PISTES D'EXPLORATION:
(A) Répondez à ces questions sur le texte consacré à la Coupe du monde 1974 :
(i) Dans quel quartier de Montréal se trouve la résidence où la photo attend sur le canapé ?
(ii) Combien de participants le tournoi comptait-il à cette époque ?
(iii) En quel mois et en quelle année le tirage au sort a-t-il eu lieu ?
(B) Recopiez le passage du texte qui commence à « Aux bons souvenirs » et se termine à « Saint-Michel, à Montréal. ».

TEXTE:
======
Soccer

Aux bons souvenirs de la Coupe du monde 1974

Un certificat de participation à la Coupe du monde 1974 est posé sur une table basse, dans un coin du salon. Une photo de la sélection haïtienne, tout juste encadrée, patiente sur le canapé de cette résidence du quartier Saint-Michel, à Montréal.

Sitôt la main serrée, Guy François, ancien milieu de terrain des Grenadiers, s’empare de l’objet pour nous montrer le groupe qui a disputé la Coupe du monde, en Allemagne de l’Ouest. Lui se situe dans la rangée du milieu tandis qu’Eddy Antoine, qui le rejoint quelques minutes plus tard, est juste au-dessus. Les deux hommes, qui vivent au Québec depuis de nombreuses années, auront l’occasion de retrouver huit de leurs coéquipiers lors d’un brunch organisé, demain dès 10 h, au Centre de la jeunesse ukrainienne.

Près de 42 ans après cette épopée, les « souvenirs des beaux jours », expression que l’on retrouve en gros sur la photo, ne se sont pas estompés. À une époque où le tournoi ne comptait que 16 participants et où la CONCACAF ne comptait qu’un représentant, François, Antoine et consorts ont écrit la plus belle page du sport haïtien. Avec, en guise d’introduction, un tournoi de qualification disputé et remporté à domicile, dans la ferveur de Port-au-Prince. « C’était de la folie. Tout le monde était en joie et en liesse même si notre dernier match s’était soldé par une défaite », se remémore François, qui fait le parallèle avec une ambiance de Mardi gras.

Deux semaines plus tard, en janvier 1974, le tirage au sort ne dissipe pas cet enthousiasme. Pour sa première – et seule – présence au Mondial, Haïti se retrouve dans le même groupe que l’Italie, alors championne à deux reprises, l’Argentine et la Pologne, qui finira troisième du tournoi. La presse européenne regarde la sélection haïtienne avec un mélange de curiosité et d’arrogance. Mais, à l’interne, on ne s’imagine pas faire uniquement de la figuration. 

« Quand tu fais partie du groupe des 16 qualifiés, tu es un grand, soutient Antoine. On n’avait pas peur, on savait qu’on avait une bonne équipe. »
======
DONNÉES BRUTES:
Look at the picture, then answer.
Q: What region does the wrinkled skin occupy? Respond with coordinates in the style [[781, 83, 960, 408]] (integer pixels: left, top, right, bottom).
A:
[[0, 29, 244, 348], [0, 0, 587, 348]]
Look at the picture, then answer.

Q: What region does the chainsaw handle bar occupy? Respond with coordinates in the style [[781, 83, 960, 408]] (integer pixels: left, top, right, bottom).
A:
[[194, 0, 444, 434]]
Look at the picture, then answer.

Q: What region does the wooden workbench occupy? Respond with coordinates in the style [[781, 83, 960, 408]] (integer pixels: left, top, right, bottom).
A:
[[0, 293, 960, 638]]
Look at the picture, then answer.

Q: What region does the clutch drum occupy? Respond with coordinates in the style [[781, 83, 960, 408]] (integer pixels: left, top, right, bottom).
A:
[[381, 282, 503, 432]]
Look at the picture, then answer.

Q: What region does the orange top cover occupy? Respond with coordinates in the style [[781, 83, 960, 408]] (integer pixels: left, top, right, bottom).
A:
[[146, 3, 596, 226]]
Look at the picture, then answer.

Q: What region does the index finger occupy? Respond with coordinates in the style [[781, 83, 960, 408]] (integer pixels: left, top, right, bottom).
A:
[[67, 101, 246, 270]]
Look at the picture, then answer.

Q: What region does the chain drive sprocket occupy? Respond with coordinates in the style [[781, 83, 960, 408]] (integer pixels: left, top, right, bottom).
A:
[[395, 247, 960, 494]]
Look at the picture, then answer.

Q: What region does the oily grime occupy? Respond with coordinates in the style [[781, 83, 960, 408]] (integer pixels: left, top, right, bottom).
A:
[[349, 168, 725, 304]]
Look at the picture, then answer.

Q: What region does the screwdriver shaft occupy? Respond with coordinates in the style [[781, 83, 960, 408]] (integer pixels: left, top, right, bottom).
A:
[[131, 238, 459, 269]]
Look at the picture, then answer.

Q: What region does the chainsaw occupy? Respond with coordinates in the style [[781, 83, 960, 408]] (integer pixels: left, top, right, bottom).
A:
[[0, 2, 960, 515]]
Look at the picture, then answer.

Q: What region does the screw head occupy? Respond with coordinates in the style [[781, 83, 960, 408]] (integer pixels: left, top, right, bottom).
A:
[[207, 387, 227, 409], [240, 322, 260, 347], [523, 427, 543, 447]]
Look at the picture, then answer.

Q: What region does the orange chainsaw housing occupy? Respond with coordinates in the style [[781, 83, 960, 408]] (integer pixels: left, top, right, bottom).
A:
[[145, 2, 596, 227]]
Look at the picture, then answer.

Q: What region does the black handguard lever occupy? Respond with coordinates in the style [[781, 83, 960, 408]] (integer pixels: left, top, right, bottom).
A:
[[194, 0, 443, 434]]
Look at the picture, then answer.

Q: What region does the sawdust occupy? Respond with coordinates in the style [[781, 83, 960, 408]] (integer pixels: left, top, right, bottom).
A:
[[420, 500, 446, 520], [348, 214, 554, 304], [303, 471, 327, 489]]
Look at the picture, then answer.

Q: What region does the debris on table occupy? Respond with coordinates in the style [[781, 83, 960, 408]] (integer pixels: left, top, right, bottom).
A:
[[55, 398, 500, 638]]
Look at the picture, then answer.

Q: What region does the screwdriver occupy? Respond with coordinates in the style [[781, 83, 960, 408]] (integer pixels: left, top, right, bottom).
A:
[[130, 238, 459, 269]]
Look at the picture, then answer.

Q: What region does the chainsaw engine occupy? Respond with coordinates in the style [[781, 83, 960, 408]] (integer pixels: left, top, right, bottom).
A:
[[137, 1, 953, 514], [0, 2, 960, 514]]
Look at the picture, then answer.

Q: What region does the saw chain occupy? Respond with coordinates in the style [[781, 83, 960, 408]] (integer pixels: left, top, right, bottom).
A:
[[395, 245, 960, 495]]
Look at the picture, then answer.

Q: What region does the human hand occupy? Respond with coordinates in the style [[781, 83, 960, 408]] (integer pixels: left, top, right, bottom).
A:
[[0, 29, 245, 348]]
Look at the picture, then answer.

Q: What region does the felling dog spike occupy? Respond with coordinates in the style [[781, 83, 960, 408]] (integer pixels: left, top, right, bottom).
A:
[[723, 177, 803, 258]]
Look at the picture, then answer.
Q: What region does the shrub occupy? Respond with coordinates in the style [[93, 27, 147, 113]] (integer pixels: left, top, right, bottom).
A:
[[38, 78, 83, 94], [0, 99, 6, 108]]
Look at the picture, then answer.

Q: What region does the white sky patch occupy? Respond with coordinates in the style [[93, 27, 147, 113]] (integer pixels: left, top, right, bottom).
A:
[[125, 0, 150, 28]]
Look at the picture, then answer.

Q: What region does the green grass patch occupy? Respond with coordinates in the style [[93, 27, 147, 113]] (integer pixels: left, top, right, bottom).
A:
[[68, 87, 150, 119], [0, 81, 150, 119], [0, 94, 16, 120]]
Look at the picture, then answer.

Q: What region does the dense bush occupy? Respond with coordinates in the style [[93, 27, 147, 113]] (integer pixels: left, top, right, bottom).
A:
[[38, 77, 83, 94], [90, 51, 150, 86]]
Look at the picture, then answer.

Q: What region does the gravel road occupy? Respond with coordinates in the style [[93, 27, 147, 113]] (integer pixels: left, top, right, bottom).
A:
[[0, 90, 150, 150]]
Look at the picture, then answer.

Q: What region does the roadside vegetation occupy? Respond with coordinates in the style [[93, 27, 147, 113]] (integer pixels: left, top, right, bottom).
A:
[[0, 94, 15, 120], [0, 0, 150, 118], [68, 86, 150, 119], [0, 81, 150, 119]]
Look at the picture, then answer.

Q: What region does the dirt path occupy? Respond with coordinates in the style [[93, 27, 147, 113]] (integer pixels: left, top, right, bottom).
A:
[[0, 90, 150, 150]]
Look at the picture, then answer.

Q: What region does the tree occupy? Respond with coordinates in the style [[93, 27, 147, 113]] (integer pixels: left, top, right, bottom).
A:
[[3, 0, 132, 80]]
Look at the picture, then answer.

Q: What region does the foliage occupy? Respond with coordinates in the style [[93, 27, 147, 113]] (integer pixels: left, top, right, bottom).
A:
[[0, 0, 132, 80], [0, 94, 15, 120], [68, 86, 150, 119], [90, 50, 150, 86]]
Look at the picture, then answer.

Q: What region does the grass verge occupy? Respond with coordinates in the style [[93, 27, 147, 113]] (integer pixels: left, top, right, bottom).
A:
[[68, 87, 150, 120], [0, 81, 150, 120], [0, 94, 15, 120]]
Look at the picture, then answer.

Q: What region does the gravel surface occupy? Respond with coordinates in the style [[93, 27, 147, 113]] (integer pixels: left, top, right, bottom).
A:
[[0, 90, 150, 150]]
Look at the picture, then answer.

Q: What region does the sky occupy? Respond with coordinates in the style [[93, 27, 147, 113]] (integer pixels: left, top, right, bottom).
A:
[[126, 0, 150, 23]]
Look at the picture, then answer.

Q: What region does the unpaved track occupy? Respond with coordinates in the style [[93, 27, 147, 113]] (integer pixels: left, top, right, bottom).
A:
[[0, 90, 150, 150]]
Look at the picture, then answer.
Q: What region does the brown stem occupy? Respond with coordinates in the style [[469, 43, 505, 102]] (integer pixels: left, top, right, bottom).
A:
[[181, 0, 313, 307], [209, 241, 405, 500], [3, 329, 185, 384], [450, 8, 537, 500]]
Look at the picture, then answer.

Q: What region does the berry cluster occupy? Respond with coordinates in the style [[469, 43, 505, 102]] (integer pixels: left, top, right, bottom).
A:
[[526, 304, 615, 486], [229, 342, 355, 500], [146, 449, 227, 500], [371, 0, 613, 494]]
======
CORRIGÉ:
(A)
(i) Saint-Michel
(ii) 16
(iii) En janvier 1974

(B)
Aux bons souvenirs de la Coupe du monde 1974

Un certificat de participation à la Coupe du monde 1974 est posé sur une table basse, dans un coin du salon. Une photo de la sélection haïtienne, tout juste encadrée, patiente sur le canapé de cette résidence du quartier Saint-Michel, à Montréal.